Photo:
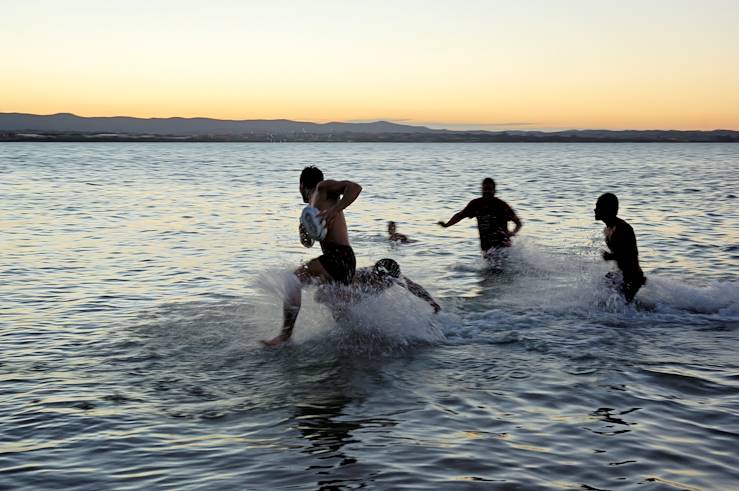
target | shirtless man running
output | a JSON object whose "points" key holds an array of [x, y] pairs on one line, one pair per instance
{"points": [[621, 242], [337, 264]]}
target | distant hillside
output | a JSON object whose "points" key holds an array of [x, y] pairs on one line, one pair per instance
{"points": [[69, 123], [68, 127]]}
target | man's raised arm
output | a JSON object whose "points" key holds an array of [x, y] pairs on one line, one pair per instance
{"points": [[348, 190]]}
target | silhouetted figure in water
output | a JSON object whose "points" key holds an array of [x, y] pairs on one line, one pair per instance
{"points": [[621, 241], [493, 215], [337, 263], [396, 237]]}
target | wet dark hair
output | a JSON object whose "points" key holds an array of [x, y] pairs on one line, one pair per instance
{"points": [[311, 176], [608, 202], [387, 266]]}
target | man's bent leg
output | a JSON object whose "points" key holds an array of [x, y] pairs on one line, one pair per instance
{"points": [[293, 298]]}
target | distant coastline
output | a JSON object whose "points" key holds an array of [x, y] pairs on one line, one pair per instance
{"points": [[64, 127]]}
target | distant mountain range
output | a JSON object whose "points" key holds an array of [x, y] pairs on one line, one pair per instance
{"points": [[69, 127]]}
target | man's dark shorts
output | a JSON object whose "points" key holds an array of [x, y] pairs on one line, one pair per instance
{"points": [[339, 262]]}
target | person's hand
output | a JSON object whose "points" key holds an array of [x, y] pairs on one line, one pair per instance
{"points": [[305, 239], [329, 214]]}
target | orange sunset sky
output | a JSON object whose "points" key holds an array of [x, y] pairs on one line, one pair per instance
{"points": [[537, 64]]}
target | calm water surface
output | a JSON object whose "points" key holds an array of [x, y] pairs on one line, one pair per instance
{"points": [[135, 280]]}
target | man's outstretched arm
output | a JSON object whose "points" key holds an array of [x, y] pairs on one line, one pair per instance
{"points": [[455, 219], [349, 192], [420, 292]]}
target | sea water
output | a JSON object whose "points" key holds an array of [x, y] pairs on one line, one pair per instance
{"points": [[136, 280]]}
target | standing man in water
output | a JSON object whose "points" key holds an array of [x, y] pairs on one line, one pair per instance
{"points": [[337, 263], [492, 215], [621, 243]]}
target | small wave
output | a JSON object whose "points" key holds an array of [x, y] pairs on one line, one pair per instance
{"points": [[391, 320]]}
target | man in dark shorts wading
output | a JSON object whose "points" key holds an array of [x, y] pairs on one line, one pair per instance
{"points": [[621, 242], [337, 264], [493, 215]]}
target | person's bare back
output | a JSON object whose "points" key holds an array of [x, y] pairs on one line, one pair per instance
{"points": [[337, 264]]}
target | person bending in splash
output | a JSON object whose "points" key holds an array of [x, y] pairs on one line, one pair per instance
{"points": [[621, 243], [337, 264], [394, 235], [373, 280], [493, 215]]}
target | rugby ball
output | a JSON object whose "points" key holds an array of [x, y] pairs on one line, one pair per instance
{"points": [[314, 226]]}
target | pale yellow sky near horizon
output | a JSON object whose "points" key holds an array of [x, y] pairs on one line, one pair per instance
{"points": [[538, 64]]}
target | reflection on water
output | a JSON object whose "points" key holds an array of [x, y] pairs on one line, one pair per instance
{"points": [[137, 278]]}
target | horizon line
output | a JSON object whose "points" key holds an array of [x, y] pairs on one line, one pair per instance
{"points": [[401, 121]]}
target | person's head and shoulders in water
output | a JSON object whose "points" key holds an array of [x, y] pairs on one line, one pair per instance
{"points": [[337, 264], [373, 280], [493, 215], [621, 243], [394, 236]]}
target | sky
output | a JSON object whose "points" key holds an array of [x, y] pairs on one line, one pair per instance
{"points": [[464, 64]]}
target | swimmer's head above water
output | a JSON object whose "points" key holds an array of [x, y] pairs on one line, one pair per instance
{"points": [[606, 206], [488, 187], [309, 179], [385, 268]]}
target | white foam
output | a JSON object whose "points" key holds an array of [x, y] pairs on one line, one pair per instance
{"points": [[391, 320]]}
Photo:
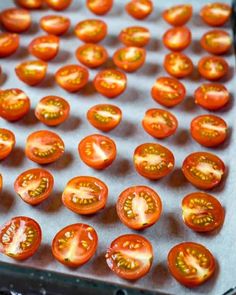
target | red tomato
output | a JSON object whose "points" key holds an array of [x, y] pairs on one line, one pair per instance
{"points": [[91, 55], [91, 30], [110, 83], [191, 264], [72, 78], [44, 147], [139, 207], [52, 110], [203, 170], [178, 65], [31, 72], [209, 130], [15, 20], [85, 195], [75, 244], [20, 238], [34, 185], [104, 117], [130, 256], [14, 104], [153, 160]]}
══════════════════════════════
* **GOAL OF THE EXERCISE**
Working from the material above, transcribe it exactly while omitting pictures.

* **ANSWER FOR THIS EXERCISE**
Photo:
target | shirtless man running
output | a JSON object whose "points" key holds an array of [x, y] pairs on one line, one pair per instance
{"points": [[621, 242], [337, 264]]}
target | distant hillside
output | a JSON object whose "points" key holds an array of [x, y] pairs on one line, one pair per instance
{"points": [[69, 123], [68, 127]]}
target | man's raised arm
output | a JSON object whose "points" key holds an array of [x, y] pairs on one line, one pair per instance
{"points": [[348, 190]]}
target | silhouetted figure in water
output | a JSON object whose "points" key holds an array of [x, y] pairs on one line, one pair per instance
{"points": [[621, 241], [493, 215], [337, 263], [396, 237]]}
target | wet dark hair
output | a JSON object whose "points" key holds an array of [x, y] pairs on one line, one pair per instance
{"points": [[311, 176], [608, 202], [387, 266]]}
target | man's bent leg
output | a JSON object whose "points" key holds an array of [x, y] pairs on one line, one pair per instance
{"points": [[293, 298]]}
target | distant coastline
output | a JSON object whose "points" key holds an array of [x, y] pairs on one line, one pair per instance
{"points": [[64, 127]]}
target | distant mountain range
output | a JSON object whose "points" key holds an array of [x, y] pairs on one line, one pair per instance
{"points": [[69, 127]]}
target | man's dark shorts
output | a JSON object whose "points" key holds an array of [x, y] pairs on one line, one pair per instance
{"points": [[339, 262]]}
target | person's hand
output | a JSON object whose "points" key holds an array of [x, y] pairs on one line, one pair per instance
{"points": [[305, 239], [329, 214]]}
target | orange sunset sky
output | a JSON object whose "points" key holds an array of [x, y] pairs on one line, one pair per instance
{"points": [[537, 64]]}
target | calm water surface
output | a JSON object whose "points" key holds an array of [x, y] pairs on one line, one pair per instance
{"points": [[135, 280]]}
target | man's outstretched arm
output | a JSON object whose "points" key holds an array of [x, y] pairs on one line, one pair per instance
{"points": [[455, 219], [349, 192], [420, 292]]}
target | sea water
output | a JSON object whose "points" key holds an array of [x, y] pairs on one line, one pair per instance
{"points": [[136, 280]]}
target | standing man in water
output | a JSON object whose "points" key holds an array of [x, y] pairs on one line, one pair per instance
{"points": [[337, 263], [492, 215], [621, 243]]}
target | small wave
output | a JSON object whose "points" key holds an array of [x, y] pairs on one line, one pair per instance
{"points": [[391, 320]]}
target | man in dark shorts wading
output | a JSON object whose "points" key holds an array of [x, y] pairs on one line, one pair per instance
{"points": [[621, 242], [337, 264], [493, 215]]}
target | person's bare back
output | a JSON object whose "points" key holds an array of [x, y] pairs on one line, one pair per instance
{"points": [[337, 264]]}
target | person bending in splash
output | a JSON object whose "points" key holds an array of [x, y] pairs on one line, one pair per instance
{"points": [[621, 243], [337, 264], [394, 235], [373, 280], [493, 215]]}
target | rugby ball
output | a JSON object whose "points" key holds an array of [x, y] pairs on one line, one pair per instance
{"points": [[314, 226]]}
target | pale yellow sky near horizon
output | a JSON object whose "points" key holds an array of [x, y] pairs on one line, one pair per instance
{"points": [[538, 64]]}
target | reflection on water
output | a JSON object whose "points" key holds an array of [x, y] pairs on one line, one pair per instance
{"points": [[137, 278]]}
target | horizon line
output | a JSON object whose "points" key holds an array of [x, y] pairs on one line, one pair per instance
{"points": [[401, 121]]}
target | person's head and shoulders in water
output | a JSON object whose "points" key holds an array of [x, y] pairs on one line, one pair per instance
{"points": [[337, 264], [373, 280], [493, 215], [621, 243], [394, 236]]}
target | sky
output | a JSON object whose "points" key holds an array of [x, y] pairs on one line, one pair per instance
{"points": [[464, 64]]}
target | swimmer's head above water
output | a JSON object whose "points" key holds an array of [x, y] pairs on one line, one pair per instance
{"points": [[606, 206], [488, 187], [309, 179], [385, 268]]}
target | white foam
output | a JSON object whose "points" key holds an array of [x, y] pairs on one line, one pair per instance
{"points": [[391, 320]]}
Photo:
target | red tomato
output | a JSON object whose "points" key holds an array of [x, y] pairs on one line, one pair per instance
{"points": [[91, 55], [91, 30], [110, 83], [191, 264], [72, 78], [44, 147], [139, 207], [52, 110], [203, 170], [178, 65], [31, 72], [209, 130], [15, 20], [85, 195], [75, 244], [20, 238], [34, 185], [104, 117], [130, 256], [14, 104], [153, 160]]}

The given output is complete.